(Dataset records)

((

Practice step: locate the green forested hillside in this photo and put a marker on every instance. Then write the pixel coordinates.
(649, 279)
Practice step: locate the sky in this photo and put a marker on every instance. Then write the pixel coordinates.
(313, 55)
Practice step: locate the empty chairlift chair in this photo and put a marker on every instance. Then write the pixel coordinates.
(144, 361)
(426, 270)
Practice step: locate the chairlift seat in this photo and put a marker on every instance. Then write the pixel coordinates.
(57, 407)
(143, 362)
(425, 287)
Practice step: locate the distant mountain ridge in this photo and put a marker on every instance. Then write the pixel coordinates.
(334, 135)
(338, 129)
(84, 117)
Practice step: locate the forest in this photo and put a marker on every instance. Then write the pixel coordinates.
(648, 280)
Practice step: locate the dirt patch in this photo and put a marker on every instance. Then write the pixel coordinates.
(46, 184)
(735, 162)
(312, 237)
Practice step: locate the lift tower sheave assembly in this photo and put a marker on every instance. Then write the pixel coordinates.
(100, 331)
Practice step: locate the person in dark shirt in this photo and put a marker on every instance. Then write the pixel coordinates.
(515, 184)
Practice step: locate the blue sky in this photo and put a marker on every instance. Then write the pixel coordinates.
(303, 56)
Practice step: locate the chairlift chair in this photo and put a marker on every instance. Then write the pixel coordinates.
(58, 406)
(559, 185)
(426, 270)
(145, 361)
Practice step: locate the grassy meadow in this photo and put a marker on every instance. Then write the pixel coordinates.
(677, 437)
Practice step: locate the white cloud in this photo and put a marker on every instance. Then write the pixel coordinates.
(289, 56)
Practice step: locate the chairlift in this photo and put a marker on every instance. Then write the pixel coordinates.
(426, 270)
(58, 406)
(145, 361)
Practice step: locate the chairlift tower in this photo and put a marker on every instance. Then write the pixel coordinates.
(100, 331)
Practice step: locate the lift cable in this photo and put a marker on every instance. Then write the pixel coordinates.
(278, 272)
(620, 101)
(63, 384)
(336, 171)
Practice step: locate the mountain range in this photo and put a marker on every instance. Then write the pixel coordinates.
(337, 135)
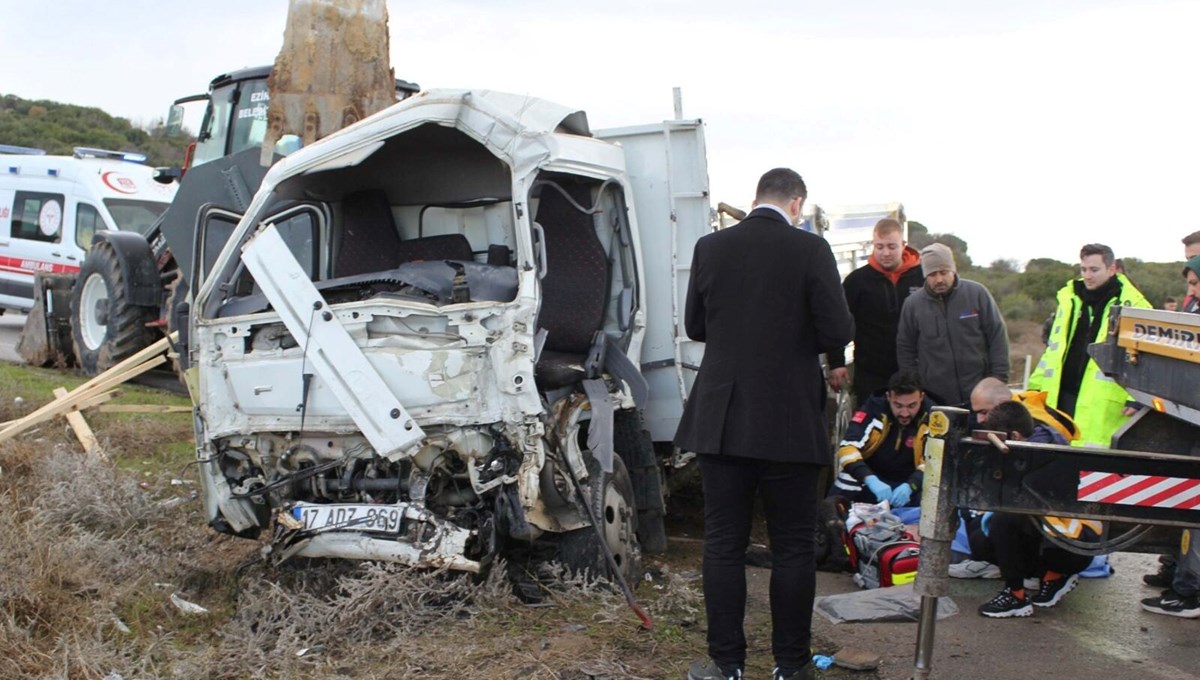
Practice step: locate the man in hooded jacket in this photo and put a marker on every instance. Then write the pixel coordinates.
(875, 293)
(951, 331)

))

◆ Task requirements: Working from the line with "Practice step: locate the person" down through the last line of the records, give every line again exactly, but no pictures.

◆ Worked solution:
Practice step: locate the person in dark shirt in this photo and put a marker on every instance. Then write the pixel coordinates.
(515, 184)
Practice step: locate the blue sky in this photo and put a marker on every instance. Then write the pixel coordinates.
(303, 56)
Practice step: locate the chairlift chair in this photo and put a marker on every instance. Then write the pixel coordinates.
(58, 406)
(559, 185)
(426, 270)
(145, 361)
Practice step: locate the grassy meadow in this photo and put a marker on every instance. Then write the pixel coordinates.
(677, 437)
Practice step: locate the white cloud in this photo and put a marker on every instance. Then write the pixel coordinates.
(289, 56)
Practice step: locate the chairlift in this photo and put a marker on every instance. Then write the pixel coordinates.
(426, 270)
(58, 406)
(145, 361)
Practice step: locate the chairlift tower in this photo and put a marker on every instance. Then write the pixel coordinates.
(100, 331)
Practice step: locate the lift cable in this photo and put a marker on every instance. Then write the pixel coordinates.
(278, 272)
(620, 101)
(63, 384)
(336, 171)
Practice step: locate the mountain range in this photo and put a marker on every instance. Then write the pixel coordinates.
(337, 135)
Practice step: locate the man in hooded jacket in this photo and put a marker on every instance. Then write the pixel coordinates.
(875, 293)
(951, 331)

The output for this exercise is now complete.